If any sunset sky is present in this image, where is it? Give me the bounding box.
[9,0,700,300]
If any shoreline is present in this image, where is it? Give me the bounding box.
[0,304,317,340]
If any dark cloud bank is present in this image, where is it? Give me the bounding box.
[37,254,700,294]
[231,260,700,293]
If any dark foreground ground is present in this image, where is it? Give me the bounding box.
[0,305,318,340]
============================================================
WHAT IS BEING ASKED. Please arrange every line of the material above as a Markdown table with two columns, "Row" for the row number and "Line" for the line itself, leaving out any blank lines.

OUTPUT FOR THIS TASK.
| Row | Line |
|---|---|
| 1 | If any sunset sky is present in this image, where is it? Give me the bounding box. |
| 2 | [9,0,700,300] |
| 3 | If any shoreline is present in this image, where is it? Give me the bounding box. |
| 4 | [0,304,317,340] |
| 5 | If any dark cloud bank is present in this image, where is it? Give me the bounding box. |
| 6 | [37,254,700,294] |
| 7 | [231,260,700,293] |
| 8 | If any dark foreground ground is present in this image, where is it? Give me the bounding box. |
| 9 | [0,305,318,340] |